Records
◇ ◇ ◇ ◇ ◇ ◇ ◇

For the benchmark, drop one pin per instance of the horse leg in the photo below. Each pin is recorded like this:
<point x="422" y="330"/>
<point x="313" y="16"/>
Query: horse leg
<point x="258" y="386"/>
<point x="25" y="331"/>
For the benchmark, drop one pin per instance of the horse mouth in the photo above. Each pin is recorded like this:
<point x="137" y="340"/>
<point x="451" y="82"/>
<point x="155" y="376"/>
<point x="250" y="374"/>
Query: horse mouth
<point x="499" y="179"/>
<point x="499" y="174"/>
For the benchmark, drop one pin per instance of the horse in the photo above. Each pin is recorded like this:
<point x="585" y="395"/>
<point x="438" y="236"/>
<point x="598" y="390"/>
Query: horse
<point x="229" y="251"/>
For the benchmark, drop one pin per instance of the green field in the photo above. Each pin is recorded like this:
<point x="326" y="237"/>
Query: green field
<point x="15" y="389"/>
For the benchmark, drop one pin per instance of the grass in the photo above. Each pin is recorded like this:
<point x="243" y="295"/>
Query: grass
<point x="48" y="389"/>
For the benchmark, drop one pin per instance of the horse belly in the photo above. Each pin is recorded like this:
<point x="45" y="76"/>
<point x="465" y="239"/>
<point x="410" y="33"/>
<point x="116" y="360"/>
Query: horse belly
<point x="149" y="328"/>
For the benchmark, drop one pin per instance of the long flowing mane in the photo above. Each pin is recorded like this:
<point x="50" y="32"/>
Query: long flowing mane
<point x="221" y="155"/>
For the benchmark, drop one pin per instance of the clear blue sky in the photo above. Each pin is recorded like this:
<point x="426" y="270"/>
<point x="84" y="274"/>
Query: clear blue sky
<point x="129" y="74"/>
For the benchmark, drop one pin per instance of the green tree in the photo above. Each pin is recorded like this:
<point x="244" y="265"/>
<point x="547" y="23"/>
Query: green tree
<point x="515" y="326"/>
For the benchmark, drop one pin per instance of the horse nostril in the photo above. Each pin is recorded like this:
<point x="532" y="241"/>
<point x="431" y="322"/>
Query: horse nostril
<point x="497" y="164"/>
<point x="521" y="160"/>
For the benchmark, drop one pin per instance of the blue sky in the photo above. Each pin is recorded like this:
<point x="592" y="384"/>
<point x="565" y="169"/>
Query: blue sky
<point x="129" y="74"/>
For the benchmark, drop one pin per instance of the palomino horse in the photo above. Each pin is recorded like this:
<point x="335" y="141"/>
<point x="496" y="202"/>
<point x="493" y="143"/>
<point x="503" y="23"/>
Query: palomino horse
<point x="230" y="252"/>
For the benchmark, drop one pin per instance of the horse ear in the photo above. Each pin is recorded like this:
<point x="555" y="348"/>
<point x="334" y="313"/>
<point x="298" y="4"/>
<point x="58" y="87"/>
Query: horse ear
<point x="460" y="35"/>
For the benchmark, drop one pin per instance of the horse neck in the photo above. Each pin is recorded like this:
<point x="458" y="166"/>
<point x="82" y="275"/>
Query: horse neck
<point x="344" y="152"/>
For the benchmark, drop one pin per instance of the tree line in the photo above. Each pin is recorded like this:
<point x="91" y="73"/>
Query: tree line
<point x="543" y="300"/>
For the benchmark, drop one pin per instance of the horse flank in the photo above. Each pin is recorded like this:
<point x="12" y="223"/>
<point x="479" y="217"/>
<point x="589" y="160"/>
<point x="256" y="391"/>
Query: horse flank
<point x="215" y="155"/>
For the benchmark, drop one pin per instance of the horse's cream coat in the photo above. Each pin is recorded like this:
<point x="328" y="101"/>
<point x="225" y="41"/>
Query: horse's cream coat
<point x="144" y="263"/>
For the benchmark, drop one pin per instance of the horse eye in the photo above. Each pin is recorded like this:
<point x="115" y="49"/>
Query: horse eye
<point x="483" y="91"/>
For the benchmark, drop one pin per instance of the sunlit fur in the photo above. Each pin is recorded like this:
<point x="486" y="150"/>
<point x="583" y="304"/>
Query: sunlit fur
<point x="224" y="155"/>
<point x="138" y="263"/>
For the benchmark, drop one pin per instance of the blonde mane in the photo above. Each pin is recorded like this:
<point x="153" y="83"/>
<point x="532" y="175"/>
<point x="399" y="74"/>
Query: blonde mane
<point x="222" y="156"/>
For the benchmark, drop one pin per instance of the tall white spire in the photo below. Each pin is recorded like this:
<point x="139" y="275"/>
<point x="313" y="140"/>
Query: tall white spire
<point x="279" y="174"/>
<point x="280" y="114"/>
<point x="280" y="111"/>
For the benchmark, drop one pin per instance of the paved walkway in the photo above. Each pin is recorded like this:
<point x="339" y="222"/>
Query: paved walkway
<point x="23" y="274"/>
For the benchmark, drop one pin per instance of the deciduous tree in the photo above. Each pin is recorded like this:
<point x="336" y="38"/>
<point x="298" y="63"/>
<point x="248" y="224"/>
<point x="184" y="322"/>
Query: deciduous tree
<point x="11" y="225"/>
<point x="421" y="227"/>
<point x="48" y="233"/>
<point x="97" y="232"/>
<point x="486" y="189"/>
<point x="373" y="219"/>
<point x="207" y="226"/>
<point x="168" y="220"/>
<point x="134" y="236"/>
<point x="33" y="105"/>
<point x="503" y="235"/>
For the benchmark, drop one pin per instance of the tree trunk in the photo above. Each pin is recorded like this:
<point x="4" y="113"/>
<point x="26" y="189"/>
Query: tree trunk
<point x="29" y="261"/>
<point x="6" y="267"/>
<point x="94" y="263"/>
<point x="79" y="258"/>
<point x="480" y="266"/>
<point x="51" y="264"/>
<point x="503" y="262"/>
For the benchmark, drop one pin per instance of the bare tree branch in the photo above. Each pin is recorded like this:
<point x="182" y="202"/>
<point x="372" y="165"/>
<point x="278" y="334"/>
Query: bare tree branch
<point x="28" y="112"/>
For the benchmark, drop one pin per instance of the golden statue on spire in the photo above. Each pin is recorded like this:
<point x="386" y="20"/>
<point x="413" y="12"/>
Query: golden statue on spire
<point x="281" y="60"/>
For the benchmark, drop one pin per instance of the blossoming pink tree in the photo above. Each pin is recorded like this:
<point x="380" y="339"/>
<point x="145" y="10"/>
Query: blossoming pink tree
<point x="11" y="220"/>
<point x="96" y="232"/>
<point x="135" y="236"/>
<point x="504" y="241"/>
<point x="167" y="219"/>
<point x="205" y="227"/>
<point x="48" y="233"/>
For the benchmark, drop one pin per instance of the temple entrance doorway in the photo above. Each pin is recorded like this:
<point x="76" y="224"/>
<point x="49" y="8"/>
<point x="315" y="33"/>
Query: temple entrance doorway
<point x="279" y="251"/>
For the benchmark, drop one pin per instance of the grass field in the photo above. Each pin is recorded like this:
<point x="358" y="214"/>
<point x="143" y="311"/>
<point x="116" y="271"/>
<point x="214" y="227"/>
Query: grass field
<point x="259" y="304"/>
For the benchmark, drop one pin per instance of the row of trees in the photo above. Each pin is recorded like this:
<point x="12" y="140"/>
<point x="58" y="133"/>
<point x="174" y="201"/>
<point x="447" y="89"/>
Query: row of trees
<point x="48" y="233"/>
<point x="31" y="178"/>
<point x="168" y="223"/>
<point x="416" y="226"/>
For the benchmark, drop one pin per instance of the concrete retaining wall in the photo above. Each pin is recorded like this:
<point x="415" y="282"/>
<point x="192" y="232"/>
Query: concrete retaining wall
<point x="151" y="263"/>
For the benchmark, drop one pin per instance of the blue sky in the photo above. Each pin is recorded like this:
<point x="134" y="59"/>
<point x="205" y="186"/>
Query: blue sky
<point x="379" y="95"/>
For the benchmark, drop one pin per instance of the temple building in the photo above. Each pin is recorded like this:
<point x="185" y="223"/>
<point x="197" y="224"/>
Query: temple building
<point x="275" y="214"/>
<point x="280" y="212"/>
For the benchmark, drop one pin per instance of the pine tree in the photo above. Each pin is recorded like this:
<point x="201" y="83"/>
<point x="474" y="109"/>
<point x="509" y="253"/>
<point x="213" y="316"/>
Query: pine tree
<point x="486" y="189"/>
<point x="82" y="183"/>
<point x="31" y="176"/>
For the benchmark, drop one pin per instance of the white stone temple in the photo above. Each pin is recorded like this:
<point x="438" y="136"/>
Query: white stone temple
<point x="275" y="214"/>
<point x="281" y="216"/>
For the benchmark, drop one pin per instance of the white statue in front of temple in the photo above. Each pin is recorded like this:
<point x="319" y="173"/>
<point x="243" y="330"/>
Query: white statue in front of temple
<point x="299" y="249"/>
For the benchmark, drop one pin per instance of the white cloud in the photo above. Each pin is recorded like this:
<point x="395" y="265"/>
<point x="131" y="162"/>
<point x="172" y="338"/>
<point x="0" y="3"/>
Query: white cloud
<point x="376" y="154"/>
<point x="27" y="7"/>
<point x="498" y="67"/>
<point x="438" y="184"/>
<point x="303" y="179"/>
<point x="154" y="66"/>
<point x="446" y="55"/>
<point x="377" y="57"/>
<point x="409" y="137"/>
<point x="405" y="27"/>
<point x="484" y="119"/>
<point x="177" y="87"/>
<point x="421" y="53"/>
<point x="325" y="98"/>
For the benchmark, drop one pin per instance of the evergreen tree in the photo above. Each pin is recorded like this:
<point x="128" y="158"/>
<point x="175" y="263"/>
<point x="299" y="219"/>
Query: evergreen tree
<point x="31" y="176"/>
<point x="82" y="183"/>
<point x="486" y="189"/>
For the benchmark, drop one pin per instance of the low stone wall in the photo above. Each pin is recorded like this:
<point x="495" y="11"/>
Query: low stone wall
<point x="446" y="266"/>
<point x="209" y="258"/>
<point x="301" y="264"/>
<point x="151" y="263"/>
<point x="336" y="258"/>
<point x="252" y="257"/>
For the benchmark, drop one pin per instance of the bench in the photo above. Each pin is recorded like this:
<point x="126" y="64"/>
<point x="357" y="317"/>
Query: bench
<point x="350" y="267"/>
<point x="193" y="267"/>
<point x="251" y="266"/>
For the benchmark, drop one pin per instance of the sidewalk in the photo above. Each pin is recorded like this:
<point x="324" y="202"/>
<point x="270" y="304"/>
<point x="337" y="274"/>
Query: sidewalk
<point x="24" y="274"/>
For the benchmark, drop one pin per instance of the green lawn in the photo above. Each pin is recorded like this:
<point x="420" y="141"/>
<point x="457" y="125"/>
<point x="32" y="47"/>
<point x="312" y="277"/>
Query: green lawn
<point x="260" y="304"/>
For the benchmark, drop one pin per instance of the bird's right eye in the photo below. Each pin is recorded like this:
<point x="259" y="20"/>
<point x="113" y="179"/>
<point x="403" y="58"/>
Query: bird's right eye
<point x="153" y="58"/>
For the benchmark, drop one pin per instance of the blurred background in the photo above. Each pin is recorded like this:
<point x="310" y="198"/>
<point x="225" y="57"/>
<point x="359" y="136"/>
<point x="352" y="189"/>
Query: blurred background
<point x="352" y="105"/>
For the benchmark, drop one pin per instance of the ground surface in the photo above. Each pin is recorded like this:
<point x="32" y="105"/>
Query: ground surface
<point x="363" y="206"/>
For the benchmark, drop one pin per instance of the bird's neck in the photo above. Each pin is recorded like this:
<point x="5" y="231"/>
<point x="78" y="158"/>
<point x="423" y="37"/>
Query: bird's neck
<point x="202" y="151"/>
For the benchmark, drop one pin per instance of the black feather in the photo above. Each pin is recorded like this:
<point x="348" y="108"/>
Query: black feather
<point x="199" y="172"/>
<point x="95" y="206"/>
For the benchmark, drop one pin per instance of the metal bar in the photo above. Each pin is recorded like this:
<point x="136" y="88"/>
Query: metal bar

◇ ◇ ◇ ◇ ◇ ◇ ◇

WORK TO BE COMPLETED
Return only the lines running from the line with "the bird's neck" to the last line of the records, both included, exactly as written.

REPLY
For the benchmark, drop one pin per instance of the bird's neck in the photo above. Each pin is recorded like this:
<point x="5" y="231"/>
<point x="78" y="158"/>
<point x="423" y="37"/>
Query: bird's neck
<point x="202" y="151"/>
For the benchmark, drop one pin per instance of the black feather in the photo above. Each pin is recorded like this:
<point x="348" y="108"/>
Query: black feather
<point x="199" y="172"/>
<point x="95" y="206"/>
For the benchmark, drop one pin per instance of the metal bar in the photo above. Each pin is recorded like this:
<point x="136" y="88"/>
Query: metal bar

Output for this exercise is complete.